• **Task requirements**
Locate every line in the records that contains the string "positive" and copy each one.

****************

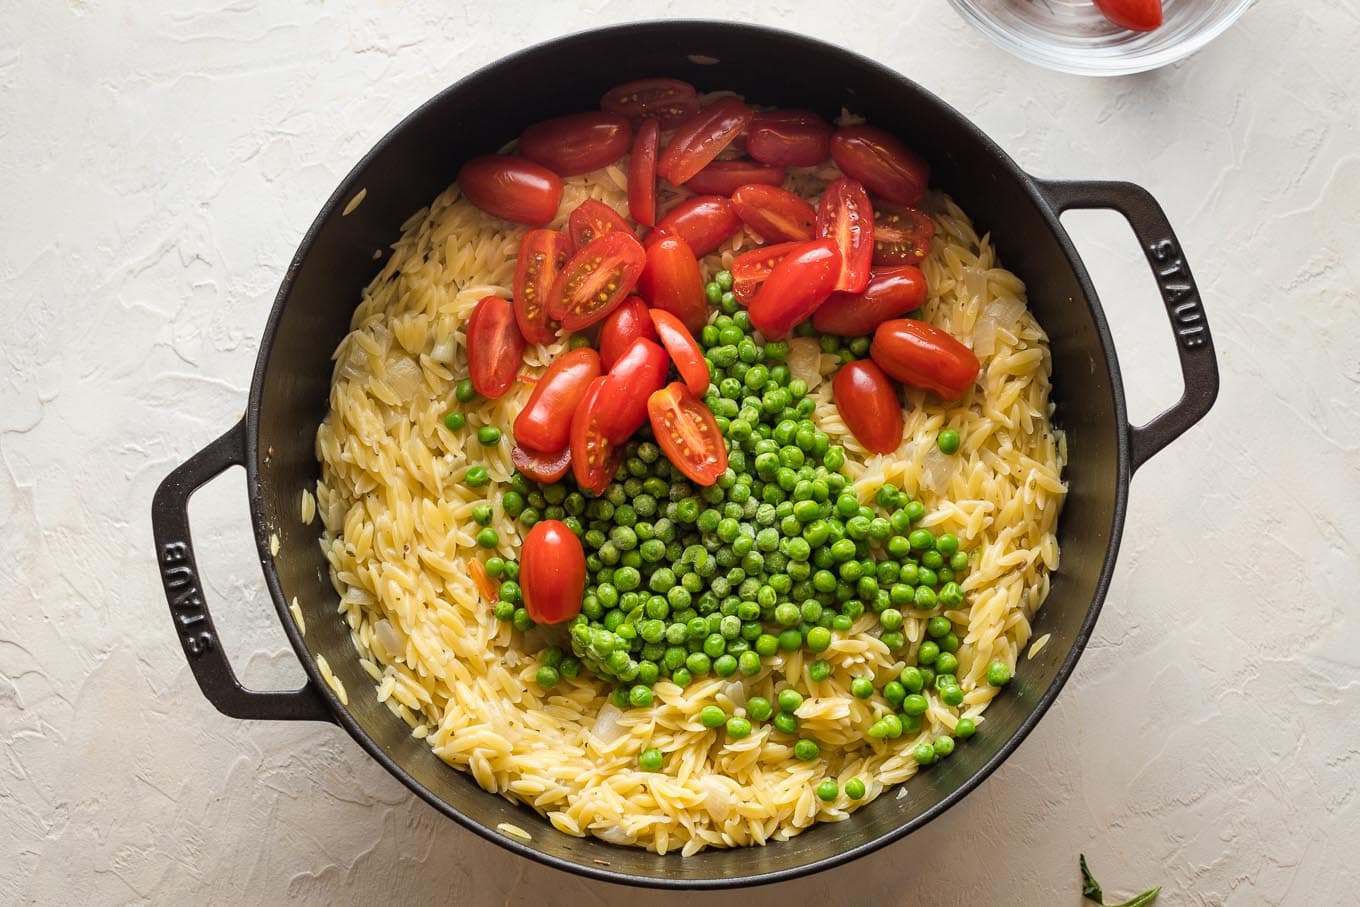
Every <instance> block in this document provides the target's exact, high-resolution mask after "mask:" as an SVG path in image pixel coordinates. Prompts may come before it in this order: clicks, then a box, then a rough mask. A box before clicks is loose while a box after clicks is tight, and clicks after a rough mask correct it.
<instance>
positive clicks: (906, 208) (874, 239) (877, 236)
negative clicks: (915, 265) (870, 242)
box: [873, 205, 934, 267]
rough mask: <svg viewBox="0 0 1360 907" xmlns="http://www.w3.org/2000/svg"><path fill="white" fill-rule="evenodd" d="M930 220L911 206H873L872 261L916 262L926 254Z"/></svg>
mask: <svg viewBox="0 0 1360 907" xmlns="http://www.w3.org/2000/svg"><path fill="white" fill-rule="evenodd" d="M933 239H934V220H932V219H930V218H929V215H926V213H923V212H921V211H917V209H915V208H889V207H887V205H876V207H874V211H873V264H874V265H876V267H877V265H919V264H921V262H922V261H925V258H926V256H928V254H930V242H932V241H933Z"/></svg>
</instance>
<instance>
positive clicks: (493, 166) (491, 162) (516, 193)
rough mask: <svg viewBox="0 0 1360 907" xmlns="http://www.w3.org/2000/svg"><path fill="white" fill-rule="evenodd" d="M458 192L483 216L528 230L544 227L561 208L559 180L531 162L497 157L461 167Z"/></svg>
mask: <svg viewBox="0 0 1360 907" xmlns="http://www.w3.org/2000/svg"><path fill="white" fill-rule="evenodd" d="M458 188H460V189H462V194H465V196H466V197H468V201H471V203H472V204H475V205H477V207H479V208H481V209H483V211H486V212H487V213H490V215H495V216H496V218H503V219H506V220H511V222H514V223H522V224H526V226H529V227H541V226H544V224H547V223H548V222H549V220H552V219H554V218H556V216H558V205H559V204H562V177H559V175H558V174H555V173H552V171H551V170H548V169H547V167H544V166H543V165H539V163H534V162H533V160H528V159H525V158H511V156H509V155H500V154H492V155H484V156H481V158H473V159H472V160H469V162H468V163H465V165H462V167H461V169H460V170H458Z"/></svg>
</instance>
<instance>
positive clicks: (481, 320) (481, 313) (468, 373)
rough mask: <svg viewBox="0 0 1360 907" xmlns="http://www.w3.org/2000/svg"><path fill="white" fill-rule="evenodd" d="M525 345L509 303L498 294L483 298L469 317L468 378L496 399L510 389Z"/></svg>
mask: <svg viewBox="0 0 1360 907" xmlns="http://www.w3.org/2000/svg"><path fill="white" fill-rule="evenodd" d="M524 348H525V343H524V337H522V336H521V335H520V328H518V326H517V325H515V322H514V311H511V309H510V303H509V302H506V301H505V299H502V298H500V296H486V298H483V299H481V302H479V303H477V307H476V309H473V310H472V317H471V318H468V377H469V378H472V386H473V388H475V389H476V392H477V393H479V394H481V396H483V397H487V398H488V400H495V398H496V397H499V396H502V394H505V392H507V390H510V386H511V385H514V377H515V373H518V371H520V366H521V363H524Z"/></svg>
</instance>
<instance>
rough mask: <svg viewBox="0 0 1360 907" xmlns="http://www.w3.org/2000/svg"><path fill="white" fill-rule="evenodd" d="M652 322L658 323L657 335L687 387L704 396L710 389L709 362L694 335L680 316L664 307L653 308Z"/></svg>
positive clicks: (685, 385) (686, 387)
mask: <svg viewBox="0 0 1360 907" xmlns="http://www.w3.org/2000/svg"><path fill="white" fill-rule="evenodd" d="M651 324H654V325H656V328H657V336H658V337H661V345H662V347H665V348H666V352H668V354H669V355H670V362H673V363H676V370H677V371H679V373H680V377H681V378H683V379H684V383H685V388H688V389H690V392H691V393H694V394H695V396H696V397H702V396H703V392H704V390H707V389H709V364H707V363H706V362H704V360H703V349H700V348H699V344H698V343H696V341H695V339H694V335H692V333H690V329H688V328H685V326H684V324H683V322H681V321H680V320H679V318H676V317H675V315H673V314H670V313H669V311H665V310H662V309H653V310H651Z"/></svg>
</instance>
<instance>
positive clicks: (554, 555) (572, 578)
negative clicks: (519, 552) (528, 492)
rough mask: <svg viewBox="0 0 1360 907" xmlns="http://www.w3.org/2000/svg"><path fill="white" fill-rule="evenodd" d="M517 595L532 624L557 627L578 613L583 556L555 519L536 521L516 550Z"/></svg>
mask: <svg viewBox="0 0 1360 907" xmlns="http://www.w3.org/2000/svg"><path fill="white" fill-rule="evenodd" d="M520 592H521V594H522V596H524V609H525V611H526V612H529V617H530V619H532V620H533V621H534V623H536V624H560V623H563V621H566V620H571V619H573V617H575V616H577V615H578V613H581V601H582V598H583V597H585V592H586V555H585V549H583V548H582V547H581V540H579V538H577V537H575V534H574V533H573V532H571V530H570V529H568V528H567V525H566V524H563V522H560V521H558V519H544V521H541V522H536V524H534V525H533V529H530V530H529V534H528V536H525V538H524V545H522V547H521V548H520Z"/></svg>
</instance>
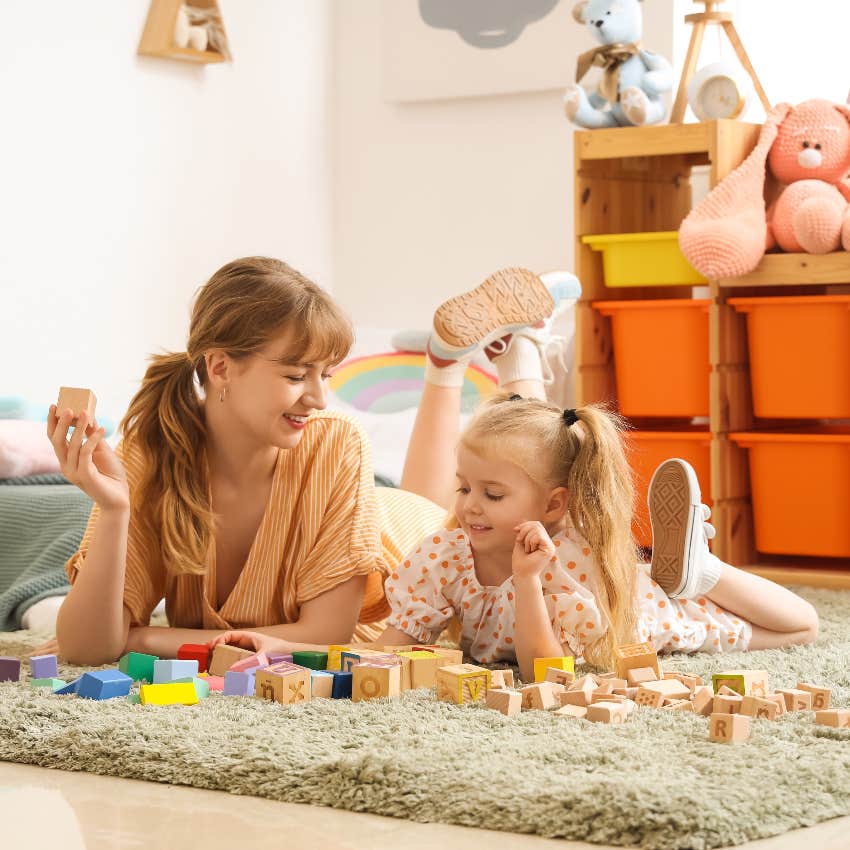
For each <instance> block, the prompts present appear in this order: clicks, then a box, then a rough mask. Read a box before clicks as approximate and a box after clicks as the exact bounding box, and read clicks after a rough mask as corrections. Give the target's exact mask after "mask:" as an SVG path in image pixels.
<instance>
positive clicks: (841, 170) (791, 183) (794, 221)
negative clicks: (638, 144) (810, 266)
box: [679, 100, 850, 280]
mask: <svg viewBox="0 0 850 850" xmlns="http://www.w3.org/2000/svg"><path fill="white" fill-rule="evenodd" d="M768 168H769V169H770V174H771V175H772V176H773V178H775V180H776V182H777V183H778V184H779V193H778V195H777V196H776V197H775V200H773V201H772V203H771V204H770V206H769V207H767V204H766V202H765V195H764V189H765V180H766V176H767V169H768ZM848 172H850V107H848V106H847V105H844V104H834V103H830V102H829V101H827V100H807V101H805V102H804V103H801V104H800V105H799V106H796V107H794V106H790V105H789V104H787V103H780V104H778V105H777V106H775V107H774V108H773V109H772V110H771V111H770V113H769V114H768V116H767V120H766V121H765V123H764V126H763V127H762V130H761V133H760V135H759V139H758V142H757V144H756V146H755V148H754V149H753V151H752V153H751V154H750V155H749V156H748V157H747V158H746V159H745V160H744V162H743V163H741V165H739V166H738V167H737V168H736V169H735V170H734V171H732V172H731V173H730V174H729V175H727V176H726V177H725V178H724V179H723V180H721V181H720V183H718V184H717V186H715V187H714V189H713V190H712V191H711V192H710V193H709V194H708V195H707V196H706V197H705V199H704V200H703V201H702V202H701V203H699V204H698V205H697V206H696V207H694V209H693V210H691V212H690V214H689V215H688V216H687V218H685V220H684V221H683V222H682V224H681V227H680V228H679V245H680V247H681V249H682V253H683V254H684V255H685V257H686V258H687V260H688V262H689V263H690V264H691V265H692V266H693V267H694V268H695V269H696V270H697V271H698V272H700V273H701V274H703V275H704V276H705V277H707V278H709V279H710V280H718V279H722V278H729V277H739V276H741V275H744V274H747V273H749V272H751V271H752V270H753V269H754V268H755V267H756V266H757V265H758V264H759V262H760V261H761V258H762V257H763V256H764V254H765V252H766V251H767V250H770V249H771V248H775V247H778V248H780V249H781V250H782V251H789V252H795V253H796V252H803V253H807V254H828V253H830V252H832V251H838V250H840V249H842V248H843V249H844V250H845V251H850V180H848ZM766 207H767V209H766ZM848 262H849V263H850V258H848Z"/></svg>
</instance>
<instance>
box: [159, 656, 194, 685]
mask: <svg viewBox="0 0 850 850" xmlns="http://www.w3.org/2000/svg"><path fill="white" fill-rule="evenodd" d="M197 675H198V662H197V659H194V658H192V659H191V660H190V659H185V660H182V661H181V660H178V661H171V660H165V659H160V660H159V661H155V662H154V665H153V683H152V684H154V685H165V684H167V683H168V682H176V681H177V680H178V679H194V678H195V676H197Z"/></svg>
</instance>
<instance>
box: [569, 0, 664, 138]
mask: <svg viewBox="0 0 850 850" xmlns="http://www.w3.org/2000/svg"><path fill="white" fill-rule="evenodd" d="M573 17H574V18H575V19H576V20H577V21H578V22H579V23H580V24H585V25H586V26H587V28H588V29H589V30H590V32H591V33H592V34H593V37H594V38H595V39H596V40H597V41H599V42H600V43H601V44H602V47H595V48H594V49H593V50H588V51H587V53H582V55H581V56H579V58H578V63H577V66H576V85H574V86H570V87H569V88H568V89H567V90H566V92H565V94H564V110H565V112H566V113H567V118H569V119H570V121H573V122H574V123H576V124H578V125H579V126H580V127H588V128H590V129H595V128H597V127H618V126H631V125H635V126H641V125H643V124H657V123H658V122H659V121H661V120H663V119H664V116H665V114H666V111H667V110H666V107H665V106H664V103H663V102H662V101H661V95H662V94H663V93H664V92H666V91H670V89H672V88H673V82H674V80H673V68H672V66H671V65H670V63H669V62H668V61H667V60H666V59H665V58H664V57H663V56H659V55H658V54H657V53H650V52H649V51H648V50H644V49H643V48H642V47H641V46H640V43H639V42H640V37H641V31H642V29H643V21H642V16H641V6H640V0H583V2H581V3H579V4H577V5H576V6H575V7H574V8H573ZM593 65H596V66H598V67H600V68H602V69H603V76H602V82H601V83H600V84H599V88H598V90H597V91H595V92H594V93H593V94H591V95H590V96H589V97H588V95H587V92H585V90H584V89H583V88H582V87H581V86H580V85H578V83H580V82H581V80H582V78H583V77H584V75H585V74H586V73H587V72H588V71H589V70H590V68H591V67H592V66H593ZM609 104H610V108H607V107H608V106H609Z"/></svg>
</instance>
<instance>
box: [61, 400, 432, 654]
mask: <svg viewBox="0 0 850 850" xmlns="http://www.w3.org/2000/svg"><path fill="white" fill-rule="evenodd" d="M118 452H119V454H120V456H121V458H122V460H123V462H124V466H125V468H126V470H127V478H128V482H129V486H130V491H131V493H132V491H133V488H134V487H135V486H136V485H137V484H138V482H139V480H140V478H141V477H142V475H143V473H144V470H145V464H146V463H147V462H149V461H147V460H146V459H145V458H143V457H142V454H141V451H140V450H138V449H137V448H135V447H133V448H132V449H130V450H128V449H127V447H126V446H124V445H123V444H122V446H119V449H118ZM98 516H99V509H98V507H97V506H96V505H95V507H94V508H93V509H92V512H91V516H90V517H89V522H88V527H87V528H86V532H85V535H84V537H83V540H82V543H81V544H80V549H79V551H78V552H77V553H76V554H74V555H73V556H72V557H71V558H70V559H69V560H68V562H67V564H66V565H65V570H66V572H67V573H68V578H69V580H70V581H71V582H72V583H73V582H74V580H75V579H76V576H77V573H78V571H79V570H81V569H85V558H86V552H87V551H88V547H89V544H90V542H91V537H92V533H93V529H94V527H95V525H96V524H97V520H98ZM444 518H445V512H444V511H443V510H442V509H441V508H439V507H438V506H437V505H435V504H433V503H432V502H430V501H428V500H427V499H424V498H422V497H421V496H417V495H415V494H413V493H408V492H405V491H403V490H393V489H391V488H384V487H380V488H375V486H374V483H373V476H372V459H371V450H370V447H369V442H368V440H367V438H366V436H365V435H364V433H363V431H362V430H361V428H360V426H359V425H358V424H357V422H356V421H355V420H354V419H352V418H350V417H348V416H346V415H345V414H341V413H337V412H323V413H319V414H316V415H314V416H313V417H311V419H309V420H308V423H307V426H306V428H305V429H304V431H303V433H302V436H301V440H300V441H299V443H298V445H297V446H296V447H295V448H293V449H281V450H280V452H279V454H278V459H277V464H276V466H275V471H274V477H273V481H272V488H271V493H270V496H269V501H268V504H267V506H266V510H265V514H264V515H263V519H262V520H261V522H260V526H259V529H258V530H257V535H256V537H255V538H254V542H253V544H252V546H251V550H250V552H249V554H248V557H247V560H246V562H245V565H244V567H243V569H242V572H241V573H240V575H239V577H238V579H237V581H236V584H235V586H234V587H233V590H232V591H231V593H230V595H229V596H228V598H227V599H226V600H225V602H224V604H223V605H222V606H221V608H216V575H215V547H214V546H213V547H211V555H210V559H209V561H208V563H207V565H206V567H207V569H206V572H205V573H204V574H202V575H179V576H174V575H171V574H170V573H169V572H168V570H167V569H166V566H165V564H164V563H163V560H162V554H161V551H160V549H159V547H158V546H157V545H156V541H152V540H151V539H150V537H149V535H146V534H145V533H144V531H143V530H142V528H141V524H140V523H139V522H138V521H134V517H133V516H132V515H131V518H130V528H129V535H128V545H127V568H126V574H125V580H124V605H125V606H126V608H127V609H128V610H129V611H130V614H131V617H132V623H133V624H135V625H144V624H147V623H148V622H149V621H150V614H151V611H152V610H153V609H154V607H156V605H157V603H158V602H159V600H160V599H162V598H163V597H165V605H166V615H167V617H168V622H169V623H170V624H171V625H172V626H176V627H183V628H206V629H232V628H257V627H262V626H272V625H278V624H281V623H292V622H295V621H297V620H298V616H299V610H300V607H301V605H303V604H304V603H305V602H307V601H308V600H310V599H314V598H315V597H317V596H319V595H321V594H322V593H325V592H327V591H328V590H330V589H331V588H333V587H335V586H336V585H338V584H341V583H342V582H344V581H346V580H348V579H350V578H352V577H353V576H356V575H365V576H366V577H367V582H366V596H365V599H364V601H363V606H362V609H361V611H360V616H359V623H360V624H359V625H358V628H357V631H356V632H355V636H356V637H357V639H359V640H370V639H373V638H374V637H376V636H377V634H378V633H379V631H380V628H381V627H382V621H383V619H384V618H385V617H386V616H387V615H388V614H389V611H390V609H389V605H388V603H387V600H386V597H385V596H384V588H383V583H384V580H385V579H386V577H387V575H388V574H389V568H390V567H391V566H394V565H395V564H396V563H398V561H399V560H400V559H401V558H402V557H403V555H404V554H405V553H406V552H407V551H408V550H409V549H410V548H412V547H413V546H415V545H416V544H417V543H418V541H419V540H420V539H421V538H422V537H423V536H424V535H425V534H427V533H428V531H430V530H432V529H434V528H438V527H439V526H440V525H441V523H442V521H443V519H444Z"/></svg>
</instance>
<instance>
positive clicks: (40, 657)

****************

• **Task output**
positive clicks: (906, 208) (874, 239) (877, 236)
positive clicks: (493, 166) (491, 162) (516, 193)
positive clicks: (481, 320) (481, 313) (468, 373)
positive clicks: (685, 385) (686, 387)
positive clicks: (554, 555) (572, 578)
positive clicks: (841, 170) (791, 183) (794, 221)
positive clicks: (40, 657)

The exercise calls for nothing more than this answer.